Work item>
Your answer consists of the lines in the data that contain "denim". Copy each of them.

Data extracts>
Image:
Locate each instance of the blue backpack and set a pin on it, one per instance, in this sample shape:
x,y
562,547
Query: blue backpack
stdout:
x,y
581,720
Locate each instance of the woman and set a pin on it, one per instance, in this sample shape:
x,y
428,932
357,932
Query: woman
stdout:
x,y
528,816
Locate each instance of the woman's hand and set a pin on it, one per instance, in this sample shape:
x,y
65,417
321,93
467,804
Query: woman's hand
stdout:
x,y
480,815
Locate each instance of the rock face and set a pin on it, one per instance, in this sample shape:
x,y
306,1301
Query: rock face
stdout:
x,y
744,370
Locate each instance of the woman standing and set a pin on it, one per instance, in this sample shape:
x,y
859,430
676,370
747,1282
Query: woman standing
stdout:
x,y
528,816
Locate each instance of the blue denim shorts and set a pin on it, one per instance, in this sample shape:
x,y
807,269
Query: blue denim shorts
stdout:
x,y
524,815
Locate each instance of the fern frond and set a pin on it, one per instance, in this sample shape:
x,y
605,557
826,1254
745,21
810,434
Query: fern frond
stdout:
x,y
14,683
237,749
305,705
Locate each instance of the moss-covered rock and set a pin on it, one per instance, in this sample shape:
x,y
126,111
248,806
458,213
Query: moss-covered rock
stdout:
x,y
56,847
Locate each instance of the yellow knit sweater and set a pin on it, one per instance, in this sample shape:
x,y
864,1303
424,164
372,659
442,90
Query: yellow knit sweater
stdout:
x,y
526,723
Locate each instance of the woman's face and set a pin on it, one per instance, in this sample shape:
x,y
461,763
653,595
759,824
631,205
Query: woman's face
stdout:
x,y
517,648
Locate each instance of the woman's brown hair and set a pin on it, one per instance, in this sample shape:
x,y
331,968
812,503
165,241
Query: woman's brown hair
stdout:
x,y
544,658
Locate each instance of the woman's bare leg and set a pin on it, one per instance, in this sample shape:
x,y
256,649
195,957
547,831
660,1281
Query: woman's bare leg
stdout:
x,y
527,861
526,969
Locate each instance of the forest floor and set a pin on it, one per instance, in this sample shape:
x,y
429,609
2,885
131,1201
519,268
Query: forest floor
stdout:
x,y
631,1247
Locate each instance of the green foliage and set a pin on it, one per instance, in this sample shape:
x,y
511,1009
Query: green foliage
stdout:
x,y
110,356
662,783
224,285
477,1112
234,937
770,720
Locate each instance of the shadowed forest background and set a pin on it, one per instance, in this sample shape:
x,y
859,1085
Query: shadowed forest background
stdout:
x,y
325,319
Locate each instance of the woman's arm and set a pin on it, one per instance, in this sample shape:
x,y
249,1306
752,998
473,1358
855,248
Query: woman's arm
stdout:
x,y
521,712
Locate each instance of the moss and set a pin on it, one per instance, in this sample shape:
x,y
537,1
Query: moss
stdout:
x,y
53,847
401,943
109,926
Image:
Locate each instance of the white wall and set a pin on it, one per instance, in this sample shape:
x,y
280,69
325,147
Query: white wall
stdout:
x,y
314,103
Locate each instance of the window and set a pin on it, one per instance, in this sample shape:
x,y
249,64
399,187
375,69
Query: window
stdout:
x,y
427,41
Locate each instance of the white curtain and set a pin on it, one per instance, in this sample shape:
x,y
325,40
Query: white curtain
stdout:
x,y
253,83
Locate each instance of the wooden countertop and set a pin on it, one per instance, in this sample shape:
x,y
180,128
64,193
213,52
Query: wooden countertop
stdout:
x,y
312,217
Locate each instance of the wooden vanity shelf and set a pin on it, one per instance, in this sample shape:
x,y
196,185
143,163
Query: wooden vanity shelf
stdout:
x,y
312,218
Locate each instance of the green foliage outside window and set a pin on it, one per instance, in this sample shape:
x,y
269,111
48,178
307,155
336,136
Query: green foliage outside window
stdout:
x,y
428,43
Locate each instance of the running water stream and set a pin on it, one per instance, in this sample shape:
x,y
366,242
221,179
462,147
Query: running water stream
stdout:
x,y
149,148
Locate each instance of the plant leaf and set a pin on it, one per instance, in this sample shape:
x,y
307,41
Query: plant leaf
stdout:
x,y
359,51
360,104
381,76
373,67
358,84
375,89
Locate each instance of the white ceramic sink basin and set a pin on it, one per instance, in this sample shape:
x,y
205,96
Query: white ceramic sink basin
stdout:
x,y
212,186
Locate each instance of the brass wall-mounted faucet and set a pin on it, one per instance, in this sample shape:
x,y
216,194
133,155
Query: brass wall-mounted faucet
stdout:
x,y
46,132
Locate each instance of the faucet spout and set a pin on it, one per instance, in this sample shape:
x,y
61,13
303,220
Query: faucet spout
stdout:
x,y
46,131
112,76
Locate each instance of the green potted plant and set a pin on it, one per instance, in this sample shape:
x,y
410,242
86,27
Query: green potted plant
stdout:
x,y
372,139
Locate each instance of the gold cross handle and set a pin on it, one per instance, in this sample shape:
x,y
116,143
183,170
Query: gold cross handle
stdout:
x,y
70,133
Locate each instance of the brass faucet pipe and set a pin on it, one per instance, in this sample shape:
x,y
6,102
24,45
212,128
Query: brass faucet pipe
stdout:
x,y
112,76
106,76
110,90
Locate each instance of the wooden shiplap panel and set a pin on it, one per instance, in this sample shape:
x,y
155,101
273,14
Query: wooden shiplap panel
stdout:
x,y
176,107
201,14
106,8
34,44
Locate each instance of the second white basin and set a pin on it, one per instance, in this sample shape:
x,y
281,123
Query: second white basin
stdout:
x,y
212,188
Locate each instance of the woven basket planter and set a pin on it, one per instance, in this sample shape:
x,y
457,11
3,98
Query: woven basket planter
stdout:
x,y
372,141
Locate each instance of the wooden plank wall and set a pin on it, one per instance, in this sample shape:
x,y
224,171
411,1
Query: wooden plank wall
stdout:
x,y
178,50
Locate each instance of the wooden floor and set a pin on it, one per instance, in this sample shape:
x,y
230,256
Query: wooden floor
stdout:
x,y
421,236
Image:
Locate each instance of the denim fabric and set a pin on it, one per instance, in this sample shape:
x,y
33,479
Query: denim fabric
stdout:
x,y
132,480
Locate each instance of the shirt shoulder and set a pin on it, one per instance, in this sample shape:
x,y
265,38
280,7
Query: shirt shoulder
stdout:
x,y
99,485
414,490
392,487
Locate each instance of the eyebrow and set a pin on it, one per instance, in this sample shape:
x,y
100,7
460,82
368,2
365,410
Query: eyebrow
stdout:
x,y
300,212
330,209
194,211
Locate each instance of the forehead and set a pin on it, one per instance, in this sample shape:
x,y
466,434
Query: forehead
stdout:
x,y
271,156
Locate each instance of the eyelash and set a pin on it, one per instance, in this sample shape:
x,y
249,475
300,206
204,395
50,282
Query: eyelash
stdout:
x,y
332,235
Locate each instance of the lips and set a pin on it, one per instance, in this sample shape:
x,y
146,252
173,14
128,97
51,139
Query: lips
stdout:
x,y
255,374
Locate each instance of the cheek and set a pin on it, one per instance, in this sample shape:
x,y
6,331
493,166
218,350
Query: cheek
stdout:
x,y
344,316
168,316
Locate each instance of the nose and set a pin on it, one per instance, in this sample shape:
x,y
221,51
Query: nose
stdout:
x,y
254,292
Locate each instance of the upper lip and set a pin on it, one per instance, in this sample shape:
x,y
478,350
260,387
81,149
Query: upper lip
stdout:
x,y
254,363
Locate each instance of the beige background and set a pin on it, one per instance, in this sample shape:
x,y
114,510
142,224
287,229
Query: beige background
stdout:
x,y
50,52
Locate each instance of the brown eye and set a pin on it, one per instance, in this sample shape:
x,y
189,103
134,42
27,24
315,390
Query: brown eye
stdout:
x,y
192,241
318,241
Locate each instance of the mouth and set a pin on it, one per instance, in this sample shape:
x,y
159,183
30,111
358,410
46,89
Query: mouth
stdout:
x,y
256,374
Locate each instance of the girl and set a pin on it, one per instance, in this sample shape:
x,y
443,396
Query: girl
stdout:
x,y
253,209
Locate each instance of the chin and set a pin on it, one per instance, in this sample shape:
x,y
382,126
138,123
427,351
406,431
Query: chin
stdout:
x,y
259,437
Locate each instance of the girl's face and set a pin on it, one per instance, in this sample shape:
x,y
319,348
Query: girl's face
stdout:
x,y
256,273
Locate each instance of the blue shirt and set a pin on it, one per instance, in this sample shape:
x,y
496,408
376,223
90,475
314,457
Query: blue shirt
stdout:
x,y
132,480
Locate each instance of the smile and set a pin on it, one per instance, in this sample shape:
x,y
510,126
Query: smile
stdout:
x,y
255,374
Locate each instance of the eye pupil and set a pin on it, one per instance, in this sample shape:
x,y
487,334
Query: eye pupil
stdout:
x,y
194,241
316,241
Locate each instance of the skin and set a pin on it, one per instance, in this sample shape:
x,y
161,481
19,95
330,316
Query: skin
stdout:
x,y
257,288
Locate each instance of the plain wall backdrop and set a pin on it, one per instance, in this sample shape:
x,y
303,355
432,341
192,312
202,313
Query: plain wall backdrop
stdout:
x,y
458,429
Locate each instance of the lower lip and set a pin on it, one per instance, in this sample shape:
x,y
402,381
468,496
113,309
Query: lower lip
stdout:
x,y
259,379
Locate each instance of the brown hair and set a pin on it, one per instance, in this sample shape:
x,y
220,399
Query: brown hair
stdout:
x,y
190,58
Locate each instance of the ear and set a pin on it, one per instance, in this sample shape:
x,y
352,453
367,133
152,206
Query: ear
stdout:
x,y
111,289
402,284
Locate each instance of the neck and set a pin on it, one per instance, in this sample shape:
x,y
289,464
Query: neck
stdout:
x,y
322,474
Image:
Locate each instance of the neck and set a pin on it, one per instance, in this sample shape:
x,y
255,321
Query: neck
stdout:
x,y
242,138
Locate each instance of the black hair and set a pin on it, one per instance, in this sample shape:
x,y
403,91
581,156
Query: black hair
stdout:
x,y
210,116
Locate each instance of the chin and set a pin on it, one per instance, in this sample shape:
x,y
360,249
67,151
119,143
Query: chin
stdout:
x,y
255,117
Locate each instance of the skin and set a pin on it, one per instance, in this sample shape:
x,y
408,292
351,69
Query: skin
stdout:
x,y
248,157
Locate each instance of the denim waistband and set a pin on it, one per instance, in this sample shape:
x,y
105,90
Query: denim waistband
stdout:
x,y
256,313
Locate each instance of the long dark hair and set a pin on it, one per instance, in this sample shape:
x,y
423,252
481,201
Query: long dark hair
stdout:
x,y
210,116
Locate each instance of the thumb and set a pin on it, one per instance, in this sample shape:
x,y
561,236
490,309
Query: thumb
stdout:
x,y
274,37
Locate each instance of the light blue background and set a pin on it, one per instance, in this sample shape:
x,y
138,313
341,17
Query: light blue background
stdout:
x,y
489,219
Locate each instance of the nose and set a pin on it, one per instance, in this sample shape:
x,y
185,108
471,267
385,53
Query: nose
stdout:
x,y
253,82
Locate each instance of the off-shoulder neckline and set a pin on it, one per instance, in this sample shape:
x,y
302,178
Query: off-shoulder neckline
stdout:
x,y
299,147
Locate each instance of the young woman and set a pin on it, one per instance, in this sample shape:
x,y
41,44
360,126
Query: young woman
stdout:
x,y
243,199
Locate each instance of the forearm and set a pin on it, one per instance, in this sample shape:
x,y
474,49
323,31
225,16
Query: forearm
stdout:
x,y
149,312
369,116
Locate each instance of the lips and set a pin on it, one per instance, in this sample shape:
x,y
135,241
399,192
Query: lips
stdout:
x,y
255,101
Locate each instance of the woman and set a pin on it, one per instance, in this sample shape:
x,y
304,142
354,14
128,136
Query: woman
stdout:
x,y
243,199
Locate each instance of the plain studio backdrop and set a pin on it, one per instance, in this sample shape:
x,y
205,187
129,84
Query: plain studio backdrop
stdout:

Exercise result>
Locate each instance of the blue denim shorts and set a pin on it, one per instance, in this sample shape:
Query: blue denim shorts
Locate each instance of the denim fabric and set a pin on it, one per instance, in this sample shape:
Query: denim fabric
Locate each instance of the denim waistband and set a pin on it, one per instance, in this sample shape:
Query: denim waistband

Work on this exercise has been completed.